Task directions: Nothing below is to be printed except the lines between the line holding "Target: distant building" and the line holding "Target: grass lawn", inclusive, each exactly as it appears.

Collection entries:
● ● ● ● ●

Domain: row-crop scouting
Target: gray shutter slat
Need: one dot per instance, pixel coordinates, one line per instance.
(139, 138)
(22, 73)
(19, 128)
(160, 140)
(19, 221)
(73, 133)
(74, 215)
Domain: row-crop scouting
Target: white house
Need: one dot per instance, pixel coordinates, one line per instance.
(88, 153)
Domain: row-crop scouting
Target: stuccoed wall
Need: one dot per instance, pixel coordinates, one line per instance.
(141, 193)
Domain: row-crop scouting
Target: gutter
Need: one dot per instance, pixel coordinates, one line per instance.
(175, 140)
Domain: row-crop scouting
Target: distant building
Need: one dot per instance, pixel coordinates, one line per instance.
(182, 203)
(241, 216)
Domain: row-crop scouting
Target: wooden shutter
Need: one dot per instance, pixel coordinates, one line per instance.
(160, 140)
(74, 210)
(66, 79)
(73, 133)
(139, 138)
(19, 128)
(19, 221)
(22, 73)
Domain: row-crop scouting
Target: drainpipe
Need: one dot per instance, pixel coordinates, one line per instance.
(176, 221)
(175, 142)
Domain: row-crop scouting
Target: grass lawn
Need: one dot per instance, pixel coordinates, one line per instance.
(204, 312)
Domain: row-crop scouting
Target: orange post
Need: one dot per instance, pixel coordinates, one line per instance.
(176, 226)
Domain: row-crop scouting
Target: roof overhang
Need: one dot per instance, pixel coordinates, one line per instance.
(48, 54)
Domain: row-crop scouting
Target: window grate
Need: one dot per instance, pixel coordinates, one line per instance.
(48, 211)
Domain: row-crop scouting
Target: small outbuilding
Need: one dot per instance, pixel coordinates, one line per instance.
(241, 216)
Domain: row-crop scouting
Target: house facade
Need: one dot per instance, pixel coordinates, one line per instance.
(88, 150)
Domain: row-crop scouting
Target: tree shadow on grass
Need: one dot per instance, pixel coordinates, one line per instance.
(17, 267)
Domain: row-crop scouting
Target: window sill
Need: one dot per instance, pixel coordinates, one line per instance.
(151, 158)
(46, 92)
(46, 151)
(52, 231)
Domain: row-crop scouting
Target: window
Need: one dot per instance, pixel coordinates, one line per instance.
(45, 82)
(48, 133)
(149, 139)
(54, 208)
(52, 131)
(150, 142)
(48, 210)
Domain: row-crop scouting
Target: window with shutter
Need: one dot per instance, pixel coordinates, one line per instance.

● ● ● ● ●

Response area:
Target: distant building
Need: one dot per instance, pixel coordinates, one line per instance.
(182, 203)
(241, 216)
Domain: row-crop scouting
Target: wooden shutter
Need: one dot per instance, pixel coordinates, one line per instance.
(160, 140)
(74, 210)
(66, 79)
(73, 133)
(139, 138)
(19, 128)
(19, 221)
(22, 73)
Domain: row-crop scouting
Target: drainpipe
Need: one dot per instance, pixel coordinates, one line per instance.
(176, 221)
(175, 142)
Domain: row-crop scouting
Target: grass lawn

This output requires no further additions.